* **Task brief**
Begin at the line that has "drooping flower? Give me the box." and continue to the end of the records, writing every line out again, requests included, with 66 subtracted from each coordinate in the answers.

* **Material to process**
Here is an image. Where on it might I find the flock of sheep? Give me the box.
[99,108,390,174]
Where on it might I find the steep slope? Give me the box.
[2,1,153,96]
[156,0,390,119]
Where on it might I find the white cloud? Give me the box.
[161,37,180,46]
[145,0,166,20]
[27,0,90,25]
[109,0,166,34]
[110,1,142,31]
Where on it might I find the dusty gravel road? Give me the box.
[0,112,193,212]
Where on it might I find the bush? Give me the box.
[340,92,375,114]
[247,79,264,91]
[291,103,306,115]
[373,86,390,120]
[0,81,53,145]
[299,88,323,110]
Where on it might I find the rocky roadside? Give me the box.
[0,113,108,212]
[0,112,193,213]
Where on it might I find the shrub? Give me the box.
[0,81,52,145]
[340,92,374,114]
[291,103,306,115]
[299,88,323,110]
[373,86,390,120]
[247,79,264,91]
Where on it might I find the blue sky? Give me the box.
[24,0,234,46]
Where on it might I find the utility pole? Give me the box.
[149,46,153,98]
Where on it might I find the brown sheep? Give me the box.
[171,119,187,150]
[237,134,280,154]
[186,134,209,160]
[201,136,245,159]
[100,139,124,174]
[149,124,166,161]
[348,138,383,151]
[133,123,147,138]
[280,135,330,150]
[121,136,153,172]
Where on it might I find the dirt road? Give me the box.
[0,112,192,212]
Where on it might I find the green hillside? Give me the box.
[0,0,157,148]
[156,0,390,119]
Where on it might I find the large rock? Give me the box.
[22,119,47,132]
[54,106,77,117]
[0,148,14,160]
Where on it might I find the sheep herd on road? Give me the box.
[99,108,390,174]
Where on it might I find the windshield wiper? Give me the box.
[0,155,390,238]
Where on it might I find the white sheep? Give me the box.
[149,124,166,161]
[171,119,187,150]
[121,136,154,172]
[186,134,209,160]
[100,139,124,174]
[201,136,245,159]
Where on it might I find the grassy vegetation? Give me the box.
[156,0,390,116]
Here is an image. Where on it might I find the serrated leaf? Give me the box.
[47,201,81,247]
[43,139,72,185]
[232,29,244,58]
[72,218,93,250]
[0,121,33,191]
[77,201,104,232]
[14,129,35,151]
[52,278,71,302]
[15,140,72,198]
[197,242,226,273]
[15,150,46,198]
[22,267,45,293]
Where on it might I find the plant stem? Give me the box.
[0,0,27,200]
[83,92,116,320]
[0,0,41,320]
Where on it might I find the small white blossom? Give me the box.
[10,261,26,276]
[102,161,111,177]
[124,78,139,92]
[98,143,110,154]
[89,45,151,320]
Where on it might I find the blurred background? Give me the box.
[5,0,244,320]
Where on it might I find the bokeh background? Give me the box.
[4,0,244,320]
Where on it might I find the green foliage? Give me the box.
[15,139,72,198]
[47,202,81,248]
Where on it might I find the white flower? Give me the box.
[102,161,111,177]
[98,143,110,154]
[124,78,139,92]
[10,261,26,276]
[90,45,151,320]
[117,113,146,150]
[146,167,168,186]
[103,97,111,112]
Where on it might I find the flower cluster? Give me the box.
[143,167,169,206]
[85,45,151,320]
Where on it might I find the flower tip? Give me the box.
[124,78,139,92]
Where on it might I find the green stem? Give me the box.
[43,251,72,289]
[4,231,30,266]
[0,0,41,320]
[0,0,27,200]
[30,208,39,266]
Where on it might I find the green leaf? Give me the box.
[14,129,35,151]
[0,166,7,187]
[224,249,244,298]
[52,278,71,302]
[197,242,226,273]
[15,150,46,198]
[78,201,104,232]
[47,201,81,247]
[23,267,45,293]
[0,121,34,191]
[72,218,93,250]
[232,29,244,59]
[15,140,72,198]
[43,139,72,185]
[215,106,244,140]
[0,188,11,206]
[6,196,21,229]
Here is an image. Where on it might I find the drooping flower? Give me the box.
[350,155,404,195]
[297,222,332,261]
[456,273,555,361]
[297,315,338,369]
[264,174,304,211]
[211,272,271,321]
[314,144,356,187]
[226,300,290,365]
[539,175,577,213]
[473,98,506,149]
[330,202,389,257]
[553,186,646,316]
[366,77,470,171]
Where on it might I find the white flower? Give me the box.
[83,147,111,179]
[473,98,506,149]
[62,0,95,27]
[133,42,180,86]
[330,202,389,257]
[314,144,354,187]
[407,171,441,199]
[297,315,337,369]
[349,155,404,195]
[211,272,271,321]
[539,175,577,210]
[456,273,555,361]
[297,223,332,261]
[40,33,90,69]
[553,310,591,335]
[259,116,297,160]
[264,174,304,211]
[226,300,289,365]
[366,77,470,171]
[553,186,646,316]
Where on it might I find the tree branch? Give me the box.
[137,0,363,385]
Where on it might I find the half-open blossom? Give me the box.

* **Response**
Here is an image. Where on it might I find the drooping flower? Give me the box.
[284,89,338,129]
[231,156,266,195]
[390,207,489,295]
[231,249,272,303]
[198,108,238,145]
[145,206,205,255]
[248,78,290,121]
[160,234,224,299]
[473,109,511,147]
[407,32,440,83]
[264,136,323,191]
[487,120,580,250]
[300,11,404,105]
Where on it might I find the white flower? Give me the box.
[17,81,45,113]
[407,32,440,83]
[-4,-66,29,-39]
[67,-24,114,20]
[264,136,323,191]
[248,78,288,121]
[341,105,375,133]
[231,249,271,303]
[283,89,338,129]
[145,206,205,255]
[473,109,511,144]
[390,207,489,295]
[231,157,266,195]
[-26,-33,24,3]
[487,244,525,269]
[193,50,231,94]
[198,108,238,145]
[160,234,223,299]
[300,11,404,105]
[487,120,580,250]
Where on it might I find the tree branch? Give me the box.
[71,-66,297,319]
Where on it might I find the half-open blossom? Give me the box.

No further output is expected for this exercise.